== What this task involves ==
Convert the listing into a Markdown table with two columns, Row and Line, giving each line a number and leaving out blank lines. Begin at the line that has "the sandy ground.", stop after the last line of the listing, and include nothing outside that stretch.

____

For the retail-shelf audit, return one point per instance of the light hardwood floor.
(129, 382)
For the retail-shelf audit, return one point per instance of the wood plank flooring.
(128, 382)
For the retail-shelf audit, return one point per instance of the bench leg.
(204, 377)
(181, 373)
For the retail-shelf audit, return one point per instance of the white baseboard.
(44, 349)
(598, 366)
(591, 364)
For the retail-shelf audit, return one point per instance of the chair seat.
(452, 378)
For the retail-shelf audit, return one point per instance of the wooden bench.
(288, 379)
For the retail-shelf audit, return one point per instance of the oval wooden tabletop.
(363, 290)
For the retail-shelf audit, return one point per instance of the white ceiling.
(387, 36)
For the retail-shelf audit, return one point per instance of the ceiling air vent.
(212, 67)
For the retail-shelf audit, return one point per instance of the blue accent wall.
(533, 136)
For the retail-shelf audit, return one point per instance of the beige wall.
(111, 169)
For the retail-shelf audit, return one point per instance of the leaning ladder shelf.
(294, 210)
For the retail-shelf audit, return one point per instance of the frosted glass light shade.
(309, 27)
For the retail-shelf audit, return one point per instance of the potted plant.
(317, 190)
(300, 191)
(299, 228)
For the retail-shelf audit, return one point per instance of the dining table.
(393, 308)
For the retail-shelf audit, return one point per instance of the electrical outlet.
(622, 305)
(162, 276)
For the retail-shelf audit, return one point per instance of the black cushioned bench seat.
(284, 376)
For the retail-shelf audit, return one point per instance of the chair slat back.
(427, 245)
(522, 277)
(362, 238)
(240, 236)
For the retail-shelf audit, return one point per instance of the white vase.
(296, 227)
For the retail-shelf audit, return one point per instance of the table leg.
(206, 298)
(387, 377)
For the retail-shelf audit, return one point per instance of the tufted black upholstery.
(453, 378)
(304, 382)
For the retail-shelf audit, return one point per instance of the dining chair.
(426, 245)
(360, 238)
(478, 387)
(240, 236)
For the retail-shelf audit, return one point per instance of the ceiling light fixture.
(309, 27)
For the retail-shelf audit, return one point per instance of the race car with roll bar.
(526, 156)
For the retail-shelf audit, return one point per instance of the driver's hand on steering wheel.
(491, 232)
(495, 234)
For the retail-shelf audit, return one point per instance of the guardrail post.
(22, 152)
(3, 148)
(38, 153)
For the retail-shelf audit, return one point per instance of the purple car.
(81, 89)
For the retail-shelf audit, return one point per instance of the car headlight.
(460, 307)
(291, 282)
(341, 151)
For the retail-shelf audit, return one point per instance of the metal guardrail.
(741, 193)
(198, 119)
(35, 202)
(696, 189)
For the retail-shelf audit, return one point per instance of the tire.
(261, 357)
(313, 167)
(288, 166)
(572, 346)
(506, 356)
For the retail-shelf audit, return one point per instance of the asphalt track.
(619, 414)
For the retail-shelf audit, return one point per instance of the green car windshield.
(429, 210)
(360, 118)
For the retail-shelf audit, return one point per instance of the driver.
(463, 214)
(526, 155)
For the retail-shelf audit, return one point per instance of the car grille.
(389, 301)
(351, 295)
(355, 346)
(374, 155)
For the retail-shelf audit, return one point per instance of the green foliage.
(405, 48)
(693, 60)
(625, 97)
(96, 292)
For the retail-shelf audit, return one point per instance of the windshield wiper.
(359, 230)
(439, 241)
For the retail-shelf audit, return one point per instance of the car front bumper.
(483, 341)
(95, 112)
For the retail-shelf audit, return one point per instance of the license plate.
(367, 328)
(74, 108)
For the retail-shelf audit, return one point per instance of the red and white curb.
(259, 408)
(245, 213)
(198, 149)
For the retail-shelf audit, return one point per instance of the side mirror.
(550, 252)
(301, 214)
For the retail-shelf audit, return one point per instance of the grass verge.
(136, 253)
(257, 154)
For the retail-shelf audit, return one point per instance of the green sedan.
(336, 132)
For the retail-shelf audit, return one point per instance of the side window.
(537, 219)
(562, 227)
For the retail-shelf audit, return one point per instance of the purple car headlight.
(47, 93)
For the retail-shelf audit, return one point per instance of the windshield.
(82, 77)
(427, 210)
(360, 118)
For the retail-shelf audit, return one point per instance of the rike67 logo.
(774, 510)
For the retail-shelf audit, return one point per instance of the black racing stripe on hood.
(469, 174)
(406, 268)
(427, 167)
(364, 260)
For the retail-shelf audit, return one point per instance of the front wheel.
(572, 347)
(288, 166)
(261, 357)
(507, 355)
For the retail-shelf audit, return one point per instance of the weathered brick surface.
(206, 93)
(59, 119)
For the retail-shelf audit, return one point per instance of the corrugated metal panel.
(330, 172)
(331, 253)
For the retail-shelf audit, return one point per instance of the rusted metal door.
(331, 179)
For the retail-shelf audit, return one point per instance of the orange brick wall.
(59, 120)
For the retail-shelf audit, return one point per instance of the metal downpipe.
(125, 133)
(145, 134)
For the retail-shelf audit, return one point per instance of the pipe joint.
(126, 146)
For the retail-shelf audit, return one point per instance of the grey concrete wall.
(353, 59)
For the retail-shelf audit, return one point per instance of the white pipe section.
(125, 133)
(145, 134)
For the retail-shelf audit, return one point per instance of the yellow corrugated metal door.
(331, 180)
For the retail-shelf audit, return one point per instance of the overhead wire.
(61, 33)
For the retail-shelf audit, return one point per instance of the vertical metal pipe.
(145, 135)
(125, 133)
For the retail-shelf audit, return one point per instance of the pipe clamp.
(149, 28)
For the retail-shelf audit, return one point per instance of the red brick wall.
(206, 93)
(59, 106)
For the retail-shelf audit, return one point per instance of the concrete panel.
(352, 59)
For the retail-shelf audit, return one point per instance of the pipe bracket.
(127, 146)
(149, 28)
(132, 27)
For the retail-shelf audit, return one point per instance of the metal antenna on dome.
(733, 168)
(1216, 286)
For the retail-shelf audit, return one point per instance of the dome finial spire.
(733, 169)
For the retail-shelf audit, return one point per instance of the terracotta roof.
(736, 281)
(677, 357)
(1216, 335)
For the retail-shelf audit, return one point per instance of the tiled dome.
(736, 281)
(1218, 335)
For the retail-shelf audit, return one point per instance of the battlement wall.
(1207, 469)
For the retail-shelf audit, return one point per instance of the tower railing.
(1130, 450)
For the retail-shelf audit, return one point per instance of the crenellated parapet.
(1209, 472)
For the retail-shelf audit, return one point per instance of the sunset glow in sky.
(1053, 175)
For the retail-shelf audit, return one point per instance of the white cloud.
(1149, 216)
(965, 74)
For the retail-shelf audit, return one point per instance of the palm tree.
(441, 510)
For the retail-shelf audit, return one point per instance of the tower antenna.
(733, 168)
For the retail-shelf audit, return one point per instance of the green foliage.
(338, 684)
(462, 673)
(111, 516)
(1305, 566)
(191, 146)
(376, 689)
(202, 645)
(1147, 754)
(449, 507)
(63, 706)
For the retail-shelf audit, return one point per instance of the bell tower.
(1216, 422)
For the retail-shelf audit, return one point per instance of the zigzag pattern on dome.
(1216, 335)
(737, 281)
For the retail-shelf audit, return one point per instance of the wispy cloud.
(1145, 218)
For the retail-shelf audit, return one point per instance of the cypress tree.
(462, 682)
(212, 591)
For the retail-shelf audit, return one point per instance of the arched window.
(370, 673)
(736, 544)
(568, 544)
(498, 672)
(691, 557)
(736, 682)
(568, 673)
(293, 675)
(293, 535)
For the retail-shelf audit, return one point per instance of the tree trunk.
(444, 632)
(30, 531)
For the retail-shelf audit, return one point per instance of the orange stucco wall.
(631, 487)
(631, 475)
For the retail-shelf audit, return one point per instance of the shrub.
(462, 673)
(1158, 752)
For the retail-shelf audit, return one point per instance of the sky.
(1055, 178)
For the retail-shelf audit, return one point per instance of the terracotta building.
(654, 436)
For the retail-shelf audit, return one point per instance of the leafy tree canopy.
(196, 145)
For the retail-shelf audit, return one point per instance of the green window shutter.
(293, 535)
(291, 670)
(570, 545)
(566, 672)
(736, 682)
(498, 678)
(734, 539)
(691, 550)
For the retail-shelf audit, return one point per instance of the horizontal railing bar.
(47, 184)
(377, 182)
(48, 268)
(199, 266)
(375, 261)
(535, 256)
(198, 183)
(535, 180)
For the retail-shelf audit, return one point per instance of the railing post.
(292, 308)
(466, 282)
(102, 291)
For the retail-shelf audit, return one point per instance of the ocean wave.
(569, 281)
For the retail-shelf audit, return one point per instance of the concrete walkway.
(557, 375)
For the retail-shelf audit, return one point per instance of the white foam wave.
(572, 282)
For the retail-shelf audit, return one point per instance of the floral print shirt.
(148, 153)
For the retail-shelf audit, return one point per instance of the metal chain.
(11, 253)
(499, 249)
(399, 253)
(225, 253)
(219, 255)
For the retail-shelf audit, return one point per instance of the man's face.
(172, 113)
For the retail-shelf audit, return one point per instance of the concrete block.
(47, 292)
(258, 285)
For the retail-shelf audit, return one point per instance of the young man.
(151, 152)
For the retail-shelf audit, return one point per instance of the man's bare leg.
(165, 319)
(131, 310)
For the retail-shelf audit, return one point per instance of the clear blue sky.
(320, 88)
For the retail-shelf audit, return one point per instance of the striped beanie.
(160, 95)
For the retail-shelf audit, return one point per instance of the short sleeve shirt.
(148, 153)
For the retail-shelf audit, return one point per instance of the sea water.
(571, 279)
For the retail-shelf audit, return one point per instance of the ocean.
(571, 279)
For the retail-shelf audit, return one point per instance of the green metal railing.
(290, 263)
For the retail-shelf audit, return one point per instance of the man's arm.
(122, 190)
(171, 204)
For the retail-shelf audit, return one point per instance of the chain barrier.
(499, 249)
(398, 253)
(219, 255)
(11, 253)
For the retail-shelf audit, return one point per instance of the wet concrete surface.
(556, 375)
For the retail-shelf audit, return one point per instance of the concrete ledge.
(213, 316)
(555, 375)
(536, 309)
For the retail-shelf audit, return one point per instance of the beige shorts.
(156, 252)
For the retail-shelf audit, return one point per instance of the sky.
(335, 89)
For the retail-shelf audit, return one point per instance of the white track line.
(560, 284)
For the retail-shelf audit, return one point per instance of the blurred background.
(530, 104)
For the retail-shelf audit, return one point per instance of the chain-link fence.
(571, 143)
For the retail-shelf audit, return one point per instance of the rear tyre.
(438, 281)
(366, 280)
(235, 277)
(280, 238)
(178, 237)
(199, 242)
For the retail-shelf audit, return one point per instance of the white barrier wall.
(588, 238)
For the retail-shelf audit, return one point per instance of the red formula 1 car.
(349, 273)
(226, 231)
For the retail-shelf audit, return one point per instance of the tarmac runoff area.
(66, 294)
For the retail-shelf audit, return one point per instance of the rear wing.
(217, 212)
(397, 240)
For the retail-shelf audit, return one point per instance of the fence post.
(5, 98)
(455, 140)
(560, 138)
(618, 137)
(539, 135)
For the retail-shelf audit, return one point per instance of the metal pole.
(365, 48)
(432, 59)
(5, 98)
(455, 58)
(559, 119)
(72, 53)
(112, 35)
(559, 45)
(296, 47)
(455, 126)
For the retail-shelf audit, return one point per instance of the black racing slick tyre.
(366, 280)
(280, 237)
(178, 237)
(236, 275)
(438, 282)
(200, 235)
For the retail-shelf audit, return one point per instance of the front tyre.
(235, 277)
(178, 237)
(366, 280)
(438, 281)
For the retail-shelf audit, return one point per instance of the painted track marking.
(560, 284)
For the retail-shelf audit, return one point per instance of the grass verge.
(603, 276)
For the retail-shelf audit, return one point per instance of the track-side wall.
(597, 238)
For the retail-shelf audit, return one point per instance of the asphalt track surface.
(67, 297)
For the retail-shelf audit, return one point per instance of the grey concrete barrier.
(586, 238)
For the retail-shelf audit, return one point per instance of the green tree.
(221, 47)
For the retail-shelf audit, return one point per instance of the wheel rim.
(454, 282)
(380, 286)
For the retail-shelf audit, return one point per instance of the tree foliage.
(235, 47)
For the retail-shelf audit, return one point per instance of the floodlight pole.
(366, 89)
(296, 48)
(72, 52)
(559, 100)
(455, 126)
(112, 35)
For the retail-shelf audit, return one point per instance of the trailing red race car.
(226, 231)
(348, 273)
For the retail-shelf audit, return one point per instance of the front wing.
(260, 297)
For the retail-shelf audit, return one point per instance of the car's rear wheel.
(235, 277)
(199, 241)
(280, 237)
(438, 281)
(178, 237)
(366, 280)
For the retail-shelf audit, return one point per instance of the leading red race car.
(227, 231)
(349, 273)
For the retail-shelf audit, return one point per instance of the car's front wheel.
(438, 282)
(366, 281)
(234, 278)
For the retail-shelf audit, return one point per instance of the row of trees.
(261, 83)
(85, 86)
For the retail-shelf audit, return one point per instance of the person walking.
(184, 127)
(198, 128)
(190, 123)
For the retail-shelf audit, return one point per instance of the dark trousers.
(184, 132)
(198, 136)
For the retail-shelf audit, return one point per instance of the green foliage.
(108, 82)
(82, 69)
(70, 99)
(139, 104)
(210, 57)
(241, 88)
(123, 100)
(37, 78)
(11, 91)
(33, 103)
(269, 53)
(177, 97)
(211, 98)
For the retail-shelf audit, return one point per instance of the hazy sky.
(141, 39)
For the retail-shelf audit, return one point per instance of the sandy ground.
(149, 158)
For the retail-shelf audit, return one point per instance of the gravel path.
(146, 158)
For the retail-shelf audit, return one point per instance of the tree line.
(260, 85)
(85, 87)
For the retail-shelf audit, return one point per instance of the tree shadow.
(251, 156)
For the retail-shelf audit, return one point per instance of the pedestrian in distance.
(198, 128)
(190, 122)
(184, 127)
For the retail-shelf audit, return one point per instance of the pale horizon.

____

== Reply ==
| Row | Line |
|---|---|
| 1 | For the retail-shelf audit, return one point per instance of the sandy ground. |
| 2 | (149, 158) |
| 3 | For the retail-shelf audit, return one point per instance of the gravel path. |
| 4 | (146, 158) |
| 5 | For the retail-shelf audit, return one point per instance of the tree line. |
| 6 | (260, 85) |
| 7 | (85, 87) |
| 8 | For the retail-shelf audit, return one point per instance of the tree shadow. |
| 9 | (251, 156) |
| 10 | For the retail-shelf audit, return one point per instance of the pedestrian in distance. |
| 11 | (198, 128) |
| 12 | (190, 122) |
| 13 | (184, 127) |
| 14 | For the retail-shelf audit, return one point per instance of the pale horizon. |